(Task details) Turn the lines of the data below into a JSON list of strings, one string per line and with no blank lines, starting at the beginning of the data and running through the line containing "positive clicks: (538, 310) (579, 267)", inclusive. Leave the pictures out.

(Input material)
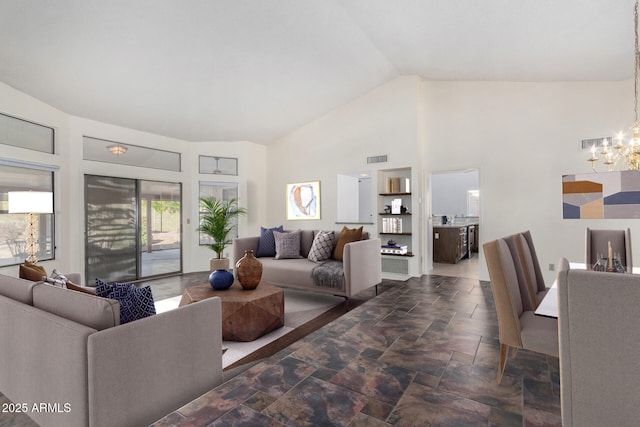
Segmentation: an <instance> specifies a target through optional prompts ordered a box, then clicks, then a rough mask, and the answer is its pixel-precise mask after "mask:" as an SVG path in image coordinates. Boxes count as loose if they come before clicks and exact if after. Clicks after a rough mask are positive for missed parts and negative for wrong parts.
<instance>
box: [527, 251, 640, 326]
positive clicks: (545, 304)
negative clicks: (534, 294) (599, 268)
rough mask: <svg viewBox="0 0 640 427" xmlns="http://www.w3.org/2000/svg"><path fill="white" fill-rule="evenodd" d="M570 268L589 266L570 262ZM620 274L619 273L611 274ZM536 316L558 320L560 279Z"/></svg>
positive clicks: (538, 310) (579, 267)
mask: <svg viewBox="0 0 640 427" xmlns="http://www.w3.org/2000/svg"><path fill="white" fill-rule="evenodd" d="M569 268H570V269H571V270H586V269H587V265H586V264H585V263H581V262H570V263H569ZM611 274H618V273H611ZM631 274H640V268H638V267H633V268H632V269H631ZM535 314H536V315H538V316H545V317H555V318H556V319H557V318H558V279H557V278H556V280H554V281H553V284H552V285H551V287H550V288H548V290H547V294H546V295H545V296H544V298H542V301H540V304H539V305H538V308H536V310H535Z"/></svg>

(Output below)
[
  "Segmentation: an <instance> specifies a target through optional prompts ordered a box, then clicks, then a rough mask, and the answer is its pixel-precise mask after \"mask:\" as an SVG path in image coordinates. Boxes count as loose if they come before clicks and exact if after. Clicks after a rough mask are positive for missed parts and negative for wrong parts.",
  "<instance>",
  "box: [527, 251, 640, 326]",
  "positive clicks: (545, 304)",
  "negative clicks: (534, 294) (599, 268)",
  "rough mask: <svg viewBox=\"0 0 640 427\" xmlns=\"http://www.w3.org/2000/svg\"><path fill=\"white\" fill-rule=\"evenodd\" d=\"M570 268L589 266L570 262ZM620 274L619 273L611 274ZM536 316L558 320L560 279Z\"/></svg>",
  "positive clicks: (538, 310) (579, 267)"
]